• Task directions: Where an image occurs, skip it and print the rest of the records verbatim.

• Data for the task:
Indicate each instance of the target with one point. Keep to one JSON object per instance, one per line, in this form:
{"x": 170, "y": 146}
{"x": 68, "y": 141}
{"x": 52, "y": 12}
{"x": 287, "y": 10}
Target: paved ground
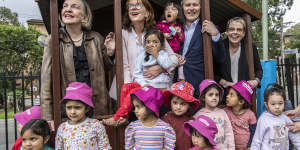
{"x": 11, "y": 134}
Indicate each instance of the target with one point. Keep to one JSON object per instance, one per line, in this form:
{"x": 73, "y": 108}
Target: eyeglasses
{"x": 136, "y": 6}
{"x": 238, "y": 30}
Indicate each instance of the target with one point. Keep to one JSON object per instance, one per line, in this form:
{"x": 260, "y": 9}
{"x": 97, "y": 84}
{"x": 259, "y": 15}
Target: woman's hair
{"x": 37, "y": 126}
{"x": 274, "y": 89}
{"x": 180, "y": 16}
{"x": 237, "y": 19}
{"x": 87, "y": 14}
{"x": 149, "y": 21}
{"x": 149, "y": 111}
{"x": 158, "y": 34}
{"x": 246, "y": 105}
{"x": 89, "y": 114}
{"x": 193, "y": 131}
{"x": 202, "y": 96}
{"x": 190, "y": 110}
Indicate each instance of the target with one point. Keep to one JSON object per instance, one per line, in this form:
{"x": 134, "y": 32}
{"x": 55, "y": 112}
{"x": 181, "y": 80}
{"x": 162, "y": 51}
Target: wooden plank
{"x": 207, "y": 45}
{"x": 119, "y": 67}
{"x": 245, "y": 7}
{"x": 55, "y": 63}
{"x": 249, "y": 55}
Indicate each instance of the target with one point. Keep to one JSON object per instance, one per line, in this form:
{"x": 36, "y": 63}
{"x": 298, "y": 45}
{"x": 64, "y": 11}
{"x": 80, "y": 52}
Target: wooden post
{"x": 207, "y": 46}
{"x": 55, "y": 63}
{"x": 249, "y": 55}
{"x": 119, "y": 67}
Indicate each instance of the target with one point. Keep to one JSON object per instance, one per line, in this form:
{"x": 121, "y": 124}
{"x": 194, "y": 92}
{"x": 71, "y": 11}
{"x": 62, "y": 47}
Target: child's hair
{"x": 149, "y": 111}
{"x": 193, "y": 131}
{"x": 180, "y": 16}
{"x": 37, "y": 126}
{"x": 246, "y": 105}
{"x": 158, "y": 34}
{"x": 202, "y": 96}
{"x": 275, "y": 89}
{"x": 89, "y": 114}
{"x": 190, "y": 110}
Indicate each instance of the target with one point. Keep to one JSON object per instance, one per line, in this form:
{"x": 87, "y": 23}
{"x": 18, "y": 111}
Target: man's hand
{"x": 210, "y": 28}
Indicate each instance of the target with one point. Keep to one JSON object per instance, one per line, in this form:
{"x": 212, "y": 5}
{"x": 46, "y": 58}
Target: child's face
{"x": 171, "y": 13}
{"x": 139, "y": 109}
{"x": 31, "y": 141}
{"x": 152, "y": 44}
{"x": 76, "y": 111}
{"x": 211, "y": 98}
{"x": 232, "y": 98}
{"x": 179, "y": 106}
{"x": 275, "y": 104}
{"x": 198, "y": 141}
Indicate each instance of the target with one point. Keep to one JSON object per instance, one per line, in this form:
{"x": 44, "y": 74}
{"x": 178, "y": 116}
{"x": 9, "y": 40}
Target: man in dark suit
{"x": 193, "y": 69}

• Result for this exercise:
Indicate each instance of the target with one point. Keep to one JSON object per instance, one per line, in this form:
{"x": 170, "y": 146}
{"x": 68, "y": 141}
{"x": 52, "y": 12}
{"x": 287, "y": 10}
Target: paved ground
{"x": 11, "y": 134}
Indicate each instance of the target with one point. Keep to one JSON object per instance, one per line, in this form:
{"x": 73, "y": 108}
Target: eyeglasses
{"x": 136, "y": 6}
{"x": 238, "y": 30}
Indicate each instance of the target with one point. Keep to one JSON object per instance, one per line, in this form:
{"x": 260, "y": 9}
{"x": 97, "y": 84}
{"x": 259, "y": 15}
Target: woman's hair
{"x": 37, "y": 126}
{"x": 274, "y": 89}
{"x": 180, "y": 16}
{"x": 237, "y": 19}
{"x": 87, "y": 14}
{"x": 149, "y": 21}
{"x": 149, "y": 111}
{"x": 158, "y": 34}
{"x": 246, "y": 105}
{"x": 89, "y": 114}
{"x": 193, "y": 131}
{"x": 202, "y": 96}
{"x": 190, "y": 110}
Indicate each instance of the target with one point. Keep to one JSON object per instance, one per line, in this form:
{"x": 134, "y": 32}
{"x": 55, "y": 112}
{"x": 181, "y": 80}
{"x": 162, "y": 51}
Target: wooden plank
{"x": 207, "y": 45}
{"x": 119, "y": 67}
{"x": 245, "y": 7}
{"x": 55, "y": 63}
{"x": 249, "y": 55}
Indicate each instance of the target with one point. Keep to one JSON object per instance, one per line, in this form:
{"x": 36, "y": 63}
{"x": 298, "y": 45}
{"x": 64, "y": 11}
{"x": 80, "y": 52}
Target: wooden post
{"x": 207, "y": 46}
{"x": 55, "y": 63}
{"x": 249, "y": 55}
{"x": 119, "y": 67}
Indicate each instance of the target with one point. Keep to one JSON object per instance, one per line, in this form:
{"x": 121, "y": 124}
{"x": 194, "y": 92}
{"x": 71, "y": 11}
{"x": 62, "y": 47}
Target: child's hair
{"x": 149, "y": 111}
{"x": 193, "y": 131}
{"x": 180, "y": 16}
{"x": 37, "y": 126}
{"x": 246, "y": 105}
{"x": 158, "y": 34}
{"x": 202, "y": 96}
{"x": 275, "y": 89}
{"x": 89, "y": 114}
{"x": 190, "y": 110}
Indicate each instance of the target with one point. Keep to one JSON object per instance, one per line, in this form:
{"x": 87, "y": 23}
{"x": 18, "y": 111}
Target: man's hand
{"x": 210, "y": 28}
Indicate each instance of the target with one point. Keep to one JSON object per instance, one per line, in this form:
{"x": 212, "y": 5}
{"x": 46, "y": 58}
Target: child's face
{"x": 171, "y": 13}
{"x": 139, "y": 109}
{"x": 31, "y": 141}
{"x": 152, "y": 44}
{"x": 76, "y": 111}
{"x": 211, "y": 98}
{"x": 232, "y": 98}
{"x": 179, "y": 106}
{"x": 275, "y": 104}
{"x": 198, "y": 141}
Indicate each instance of the target with one point. Keep to one JSON object per instance, one per line, in this form:
{"x": 44, "y": 74}
{"x": 178, "y": 116}
{"x": 9, "y": 40}
Target: man in dark suit
{"x": 193, "y": 69}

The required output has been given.